-- Written problem --
Reproduce each of the following items line for line, without changing anything.

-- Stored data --
----

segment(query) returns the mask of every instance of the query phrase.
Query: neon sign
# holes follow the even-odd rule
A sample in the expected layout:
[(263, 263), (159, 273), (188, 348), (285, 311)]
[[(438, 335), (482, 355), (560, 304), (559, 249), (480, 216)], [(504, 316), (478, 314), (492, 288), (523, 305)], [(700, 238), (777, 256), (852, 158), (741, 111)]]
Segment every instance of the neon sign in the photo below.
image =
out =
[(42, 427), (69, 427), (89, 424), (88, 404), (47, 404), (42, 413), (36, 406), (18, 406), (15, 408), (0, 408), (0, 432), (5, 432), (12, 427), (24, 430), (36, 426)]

----

-- Answer to the task --
segment(query) returns the mask of every instance of the query phrase.
Query: neon sign
# holes follow the even-odd rule
A sample in the expected layout:
[(263, 263), (159, 273), (188, 348), (285, 311)]
[[(438, 335), (482, 355), (560, 304), (559, 249), (480, 216)], [(504, 316), (478, 314), (492, 288), (523, 305)], [(700, 238), (777, 256), (852, 158), (741, 111)]]
Segment every instance of the neon sign in the photo below.
image =
out =
[(42, 427), (69, 427), (89, 424), (88, 404), (47, 404), (42, 413), (36, 406), (18, 406), (15, 408), (0, 408), (0, 432), (5, 432), (12, 427), (24, 430), (36, 426)]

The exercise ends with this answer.